Exercise materials —
* * * *
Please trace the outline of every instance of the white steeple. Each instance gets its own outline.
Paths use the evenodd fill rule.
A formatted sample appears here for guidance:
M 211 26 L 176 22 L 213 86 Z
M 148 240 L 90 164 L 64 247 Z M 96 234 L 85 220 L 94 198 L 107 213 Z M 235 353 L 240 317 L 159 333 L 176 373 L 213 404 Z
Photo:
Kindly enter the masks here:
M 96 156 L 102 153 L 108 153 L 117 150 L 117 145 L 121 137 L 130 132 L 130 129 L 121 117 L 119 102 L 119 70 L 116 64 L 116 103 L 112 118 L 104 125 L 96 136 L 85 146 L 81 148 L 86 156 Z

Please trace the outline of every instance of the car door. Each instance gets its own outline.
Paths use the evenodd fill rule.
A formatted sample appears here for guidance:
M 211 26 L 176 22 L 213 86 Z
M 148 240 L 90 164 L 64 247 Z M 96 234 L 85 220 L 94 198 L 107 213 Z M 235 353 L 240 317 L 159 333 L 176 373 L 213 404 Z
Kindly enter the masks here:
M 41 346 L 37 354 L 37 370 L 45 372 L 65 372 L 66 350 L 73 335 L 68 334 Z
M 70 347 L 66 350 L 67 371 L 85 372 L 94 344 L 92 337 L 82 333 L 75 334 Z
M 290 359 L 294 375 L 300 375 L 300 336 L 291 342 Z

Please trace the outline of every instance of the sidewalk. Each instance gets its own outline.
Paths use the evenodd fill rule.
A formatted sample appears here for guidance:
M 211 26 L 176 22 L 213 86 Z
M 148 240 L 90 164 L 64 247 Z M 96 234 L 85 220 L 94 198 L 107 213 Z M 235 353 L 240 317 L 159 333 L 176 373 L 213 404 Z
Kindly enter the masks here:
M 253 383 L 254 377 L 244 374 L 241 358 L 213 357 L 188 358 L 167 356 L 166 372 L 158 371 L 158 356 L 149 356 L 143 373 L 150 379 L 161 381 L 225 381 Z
* * * *
Exercise — Please transcribe the data shown above in full, exactly as it stands.

Finished task —
Please trace the outline of every instance of the white steeple. Each instance gets its own outline.
Paths use the evenodd fill rule.
A formatted sample appears here for guidance:
M 211 26 L 176 22 L 213 86 Z
M 148 240 L 90 164 L 64 247 Z M 96 234 L 85 220 L 94 198 L 107 213 Z M 235 353 L 240 317 L 159 333 L 176 373 L 213 404 Z
Photo:
Kindly enter the masks here:
M 96 156 L 102 153 L 108 153 L 117 150 L 117 145 L 121 137 L 130 132 L 130 129 L 121 117 L 119 102 L 119 70 L 116 64 L 116 103 L 112 118 L 104 125 L 96 136 L 85 146 L 81 148 L 86 156 Z

Please trace the outline of every instance of the car door. Each instance gets its own outline.
Paths use the evenodd fill rule.
A formatted sample appears here for guidance:
M 211 26 L 176 22 L 213 86 Z
M 148 240 L 90 164 L 64 247 Z M 96 234 L 85 220 L 94 198 L 107 213 Z M 235 353 L 240 317 L 159 333 L 176 373 L 213 404 Z
Kindly enter the masks here:
M 41 346 L 37 354 L 37 370 L 45 372 L 65 372 L 66 350 L 73 335 L 68 334 Z
M 70 347 L 66 350 L 67 371 L 85 372 L 94 344 L 92 337 L 82 333 L 75 334 Z
M 290 359 L 294 375 L 300 375 L 300 336 L 291 342 Z

Please trace the outline of every instance of the sidewalk. Each instance gets its own outline.
Paths use the evenodd fill rule.
A formatted sample appears here for guidance:
M 211 26 L 176 22 L 213 86 Z
M 148 240 L 90 164 L 64 247 Z M 96 234 L 85 220 L 94 198 L 107 213 Z M 235 353 L 240 317 L 159 333 L 176 373 L 213 404 Z
Kindly enter the masks here:
M 253 383 L 254 377 L 244 374 L 241 358 L 213 357 L 188 358 L 167 356 L 166 372 L 158 371 L 158 356 L 149 356 L 143 373 L 150 379 L 161 381 L 225 381 Z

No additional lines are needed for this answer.